• _Work instructions_
Extract every line of the records that contains the string "mountain". Case counts.

Records from a data source:
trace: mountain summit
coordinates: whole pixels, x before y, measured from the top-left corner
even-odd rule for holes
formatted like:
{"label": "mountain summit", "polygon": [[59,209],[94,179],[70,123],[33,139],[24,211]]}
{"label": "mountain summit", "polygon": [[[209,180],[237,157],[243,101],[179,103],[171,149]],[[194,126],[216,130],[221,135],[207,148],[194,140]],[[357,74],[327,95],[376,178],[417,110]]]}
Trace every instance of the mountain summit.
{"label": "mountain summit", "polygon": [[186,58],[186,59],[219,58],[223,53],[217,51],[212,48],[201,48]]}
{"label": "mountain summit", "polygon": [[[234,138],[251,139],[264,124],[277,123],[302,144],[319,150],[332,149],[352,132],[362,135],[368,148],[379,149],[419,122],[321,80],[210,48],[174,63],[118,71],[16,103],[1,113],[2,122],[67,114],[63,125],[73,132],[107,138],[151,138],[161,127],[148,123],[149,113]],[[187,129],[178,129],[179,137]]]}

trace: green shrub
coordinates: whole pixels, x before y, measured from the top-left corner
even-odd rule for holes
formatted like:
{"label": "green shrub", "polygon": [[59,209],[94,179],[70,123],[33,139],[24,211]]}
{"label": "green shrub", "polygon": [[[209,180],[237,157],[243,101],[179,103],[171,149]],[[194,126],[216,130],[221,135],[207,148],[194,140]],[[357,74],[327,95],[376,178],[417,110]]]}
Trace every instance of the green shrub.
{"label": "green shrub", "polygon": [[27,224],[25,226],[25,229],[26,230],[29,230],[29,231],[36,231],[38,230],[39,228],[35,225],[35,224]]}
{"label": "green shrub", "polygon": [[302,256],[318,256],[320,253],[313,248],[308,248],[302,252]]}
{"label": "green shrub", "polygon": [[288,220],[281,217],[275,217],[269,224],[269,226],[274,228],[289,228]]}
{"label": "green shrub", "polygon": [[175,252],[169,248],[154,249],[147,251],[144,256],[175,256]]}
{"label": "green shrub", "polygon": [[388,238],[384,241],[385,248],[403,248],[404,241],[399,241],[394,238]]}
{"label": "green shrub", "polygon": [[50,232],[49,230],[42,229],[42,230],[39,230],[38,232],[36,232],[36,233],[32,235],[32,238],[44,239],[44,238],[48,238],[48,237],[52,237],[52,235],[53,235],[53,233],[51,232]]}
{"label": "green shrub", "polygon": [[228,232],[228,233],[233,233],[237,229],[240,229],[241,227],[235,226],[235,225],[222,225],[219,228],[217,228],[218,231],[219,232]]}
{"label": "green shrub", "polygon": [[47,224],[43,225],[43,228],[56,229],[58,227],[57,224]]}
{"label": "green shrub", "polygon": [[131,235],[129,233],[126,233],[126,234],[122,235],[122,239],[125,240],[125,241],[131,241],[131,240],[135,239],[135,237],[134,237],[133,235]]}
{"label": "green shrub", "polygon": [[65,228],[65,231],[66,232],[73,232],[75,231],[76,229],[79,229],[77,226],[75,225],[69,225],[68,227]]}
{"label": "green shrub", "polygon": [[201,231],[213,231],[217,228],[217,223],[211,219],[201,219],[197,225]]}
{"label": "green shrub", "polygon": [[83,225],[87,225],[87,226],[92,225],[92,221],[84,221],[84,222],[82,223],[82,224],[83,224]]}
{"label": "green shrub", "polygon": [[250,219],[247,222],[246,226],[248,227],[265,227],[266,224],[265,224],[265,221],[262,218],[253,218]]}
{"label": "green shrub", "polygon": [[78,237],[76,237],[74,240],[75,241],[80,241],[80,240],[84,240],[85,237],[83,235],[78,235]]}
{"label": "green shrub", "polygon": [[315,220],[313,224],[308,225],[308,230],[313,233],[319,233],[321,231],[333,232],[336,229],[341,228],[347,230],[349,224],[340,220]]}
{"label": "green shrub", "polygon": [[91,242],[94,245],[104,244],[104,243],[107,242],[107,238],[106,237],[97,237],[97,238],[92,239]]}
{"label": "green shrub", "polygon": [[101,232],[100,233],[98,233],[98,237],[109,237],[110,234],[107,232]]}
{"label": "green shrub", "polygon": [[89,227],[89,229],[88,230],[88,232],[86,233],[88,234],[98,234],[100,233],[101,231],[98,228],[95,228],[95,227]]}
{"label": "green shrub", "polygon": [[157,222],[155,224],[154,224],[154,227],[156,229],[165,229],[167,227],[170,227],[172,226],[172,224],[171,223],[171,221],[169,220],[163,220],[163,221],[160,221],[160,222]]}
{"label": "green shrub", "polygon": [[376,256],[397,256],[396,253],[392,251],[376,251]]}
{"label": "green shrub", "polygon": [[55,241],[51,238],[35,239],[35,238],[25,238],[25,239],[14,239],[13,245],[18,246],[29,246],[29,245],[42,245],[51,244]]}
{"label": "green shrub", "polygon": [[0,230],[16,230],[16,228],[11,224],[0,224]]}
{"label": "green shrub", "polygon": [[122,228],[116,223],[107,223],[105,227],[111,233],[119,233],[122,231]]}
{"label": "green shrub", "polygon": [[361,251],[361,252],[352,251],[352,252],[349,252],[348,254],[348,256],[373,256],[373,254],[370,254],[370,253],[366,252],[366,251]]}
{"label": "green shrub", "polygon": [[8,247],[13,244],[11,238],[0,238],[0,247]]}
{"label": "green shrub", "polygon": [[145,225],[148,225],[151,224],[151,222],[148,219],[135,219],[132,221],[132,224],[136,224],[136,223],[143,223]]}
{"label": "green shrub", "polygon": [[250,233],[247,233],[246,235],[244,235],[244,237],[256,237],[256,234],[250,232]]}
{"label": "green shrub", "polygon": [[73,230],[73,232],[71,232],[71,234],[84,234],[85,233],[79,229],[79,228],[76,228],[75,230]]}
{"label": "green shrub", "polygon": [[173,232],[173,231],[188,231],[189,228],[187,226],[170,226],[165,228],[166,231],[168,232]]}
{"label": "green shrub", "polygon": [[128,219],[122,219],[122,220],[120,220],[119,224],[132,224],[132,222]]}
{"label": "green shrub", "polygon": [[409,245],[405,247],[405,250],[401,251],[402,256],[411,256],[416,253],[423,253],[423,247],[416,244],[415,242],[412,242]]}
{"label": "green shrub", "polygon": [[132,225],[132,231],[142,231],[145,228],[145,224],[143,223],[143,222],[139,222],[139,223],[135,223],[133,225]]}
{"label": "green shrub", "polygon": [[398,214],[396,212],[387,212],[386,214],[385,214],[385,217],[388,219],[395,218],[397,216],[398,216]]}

• _Answer_
trace: mountain summit
{"label": "mountain summit", "polygon": [[59,209],[94,179],[70,123],[33,139],[24,211]]}
{"label": "mountain summit", "polygon": [[[209,180],[237,157],[243,101],[179,103],[171,149]],[[194,126],[216,130],[221,135],[207,148],[194,140]],[[357,74],[327,95],[376,178],[417,110]]]}
Trace every instance of the mountain summit.
{"label": "mountain summit", "polygon": [[186,58],[186,59],[219,58],[223,53],[217,51],[212,48],[201,48]]}
{"label": "mountain summit", "polygon": [[[234,138],[251,139],[264,124],[277,123],[302,144],[319,150],[332,149],[352,132],[362,135],[368,148],[379,149],[419,122],[321,80],[210,48],[174,63],[118,71],[16,103],[1,113],[2,122],[67,114],[63,125],[73,132],[107,138],[151,138],[161,127],[148,123],[149,113]],[[187,129],[178,129],[179,137]]]}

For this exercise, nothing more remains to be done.